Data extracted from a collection
----------------------------------------

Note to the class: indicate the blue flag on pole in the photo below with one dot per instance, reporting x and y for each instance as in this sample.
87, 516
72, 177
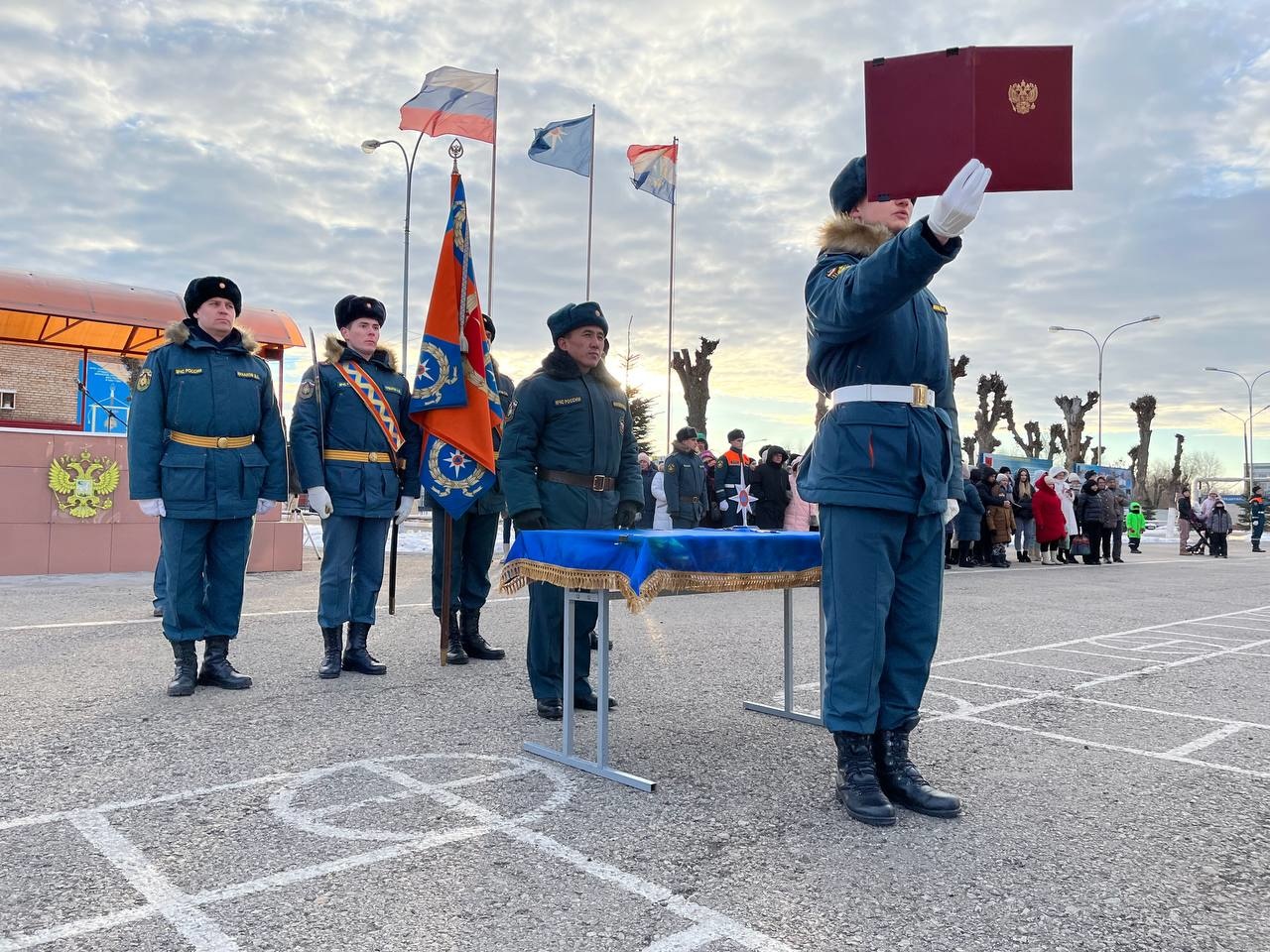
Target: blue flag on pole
566, 145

----------------------------------------

## TASK TO COMPLETE
Can you rewrite every line of the records above, including the instructions in them, with the point coordinates in the answers multiplied by 0.8 and rounded to whole numbers (halves rounded up), leaving out the pictures and keeping the sample coordinates in the instructions as they are?

## CORRECT RESULT
Note to the class: indicate the blue flag on pole in the photo below with one dot per instance, reporting x and y for each instance as in this sample.
87, 516
72, 177
Target: blue flag on pole
453, 116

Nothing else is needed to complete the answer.